# [Exercise brief]
In the material below, find the line containing "[point] ocean water" and the line containing "[point] weathered wood", then reproduce exactly both of them and every line between, and nothing else.

# [Input for this task]

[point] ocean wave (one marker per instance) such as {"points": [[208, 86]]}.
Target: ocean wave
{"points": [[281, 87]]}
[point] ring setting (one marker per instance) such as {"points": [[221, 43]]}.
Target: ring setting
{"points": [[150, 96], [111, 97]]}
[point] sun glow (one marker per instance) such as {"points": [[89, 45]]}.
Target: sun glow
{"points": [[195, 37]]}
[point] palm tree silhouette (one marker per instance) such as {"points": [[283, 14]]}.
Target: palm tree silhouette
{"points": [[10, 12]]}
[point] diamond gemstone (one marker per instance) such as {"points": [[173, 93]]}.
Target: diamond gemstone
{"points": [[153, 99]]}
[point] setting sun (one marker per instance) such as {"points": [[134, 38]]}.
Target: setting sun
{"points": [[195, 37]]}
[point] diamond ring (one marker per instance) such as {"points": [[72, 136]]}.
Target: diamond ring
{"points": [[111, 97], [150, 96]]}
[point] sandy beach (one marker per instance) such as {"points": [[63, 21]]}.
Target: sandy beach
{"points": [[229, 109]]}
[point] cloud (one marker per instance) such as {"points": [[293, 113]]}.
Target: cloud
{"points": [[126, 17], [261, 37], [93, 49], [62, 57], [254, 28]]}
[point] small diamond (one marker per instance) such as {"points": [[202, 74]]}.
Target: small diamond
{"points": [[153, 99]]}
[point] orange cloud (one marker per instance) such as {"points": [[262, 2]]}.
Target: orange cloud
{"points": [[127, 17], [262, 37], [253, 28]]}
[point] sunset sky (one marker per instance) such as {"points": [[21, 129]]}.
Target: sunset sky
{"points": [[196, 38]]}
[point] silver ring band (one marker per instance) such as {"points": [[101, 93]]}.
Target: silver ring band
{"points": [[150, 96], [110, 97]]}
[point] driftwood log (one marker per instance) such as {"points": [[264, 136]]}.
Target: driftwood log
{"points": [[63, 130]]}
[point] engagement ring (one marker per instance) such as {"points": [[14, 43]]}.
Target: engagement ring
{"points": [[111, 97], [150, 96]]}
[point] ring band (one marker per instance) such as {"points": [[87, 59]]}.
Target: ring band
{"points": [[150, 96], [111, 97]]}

==

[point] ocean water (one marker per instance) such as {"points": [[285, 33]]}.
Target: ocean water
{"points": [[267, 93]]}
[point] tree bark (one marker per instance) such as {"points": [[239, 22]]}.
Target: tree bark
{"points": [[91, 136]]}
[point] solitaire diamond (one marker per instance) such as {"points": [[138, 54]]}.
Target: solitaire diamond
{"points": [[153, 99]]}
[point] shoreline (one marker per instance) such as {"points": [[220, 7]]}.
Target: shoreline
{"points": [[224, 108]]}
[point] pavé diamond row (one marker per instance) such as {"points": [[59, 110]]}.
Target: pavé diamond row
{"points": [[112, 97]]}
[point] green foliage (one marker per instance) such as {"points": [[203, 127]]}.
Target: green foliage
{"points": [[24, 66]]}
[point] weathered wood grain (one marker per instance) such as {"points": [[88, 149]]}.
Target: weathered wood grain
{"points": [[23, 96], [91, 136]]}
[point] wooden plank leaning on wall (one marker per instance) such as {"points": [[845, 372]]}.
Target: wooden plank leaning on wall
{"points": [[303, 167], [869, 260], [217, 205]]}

# [Exercise answer]
[point] ocean water (one marker per instance) such as {"points": [[285, 33]]}.
Target: ocean water
{"points": [[267, 93]]}
[point] tree bark (one marker per instance) such as {"points": [[239, 22]]}.
Target: tree bark
{"points": [[91, 136]]}
[point] solitaire diamond (one marker per instance) such as {"points": [[138, 54]]}.
Target: solitaire diamond
{"points": [[153, 99]]}
[point] shoreline (one marker per instance) such as {"points": [[220, 7]]}.
Target: shoreline
{"points": [[224, 108]]}
[point] pavé diamond row (one marker per instance) such as {"points": [[59, 110]]}.
Target: pavé diamond row
{"points": [[112, 97]]}
[point] green foliage (one marker per instance) such as {"points": [[203, 127]]}.
Target: green foliage
{"points": [[24, 66]]}
[point] weathered wood grain (one marker per instance) such as {"points": [[88, 149]]}.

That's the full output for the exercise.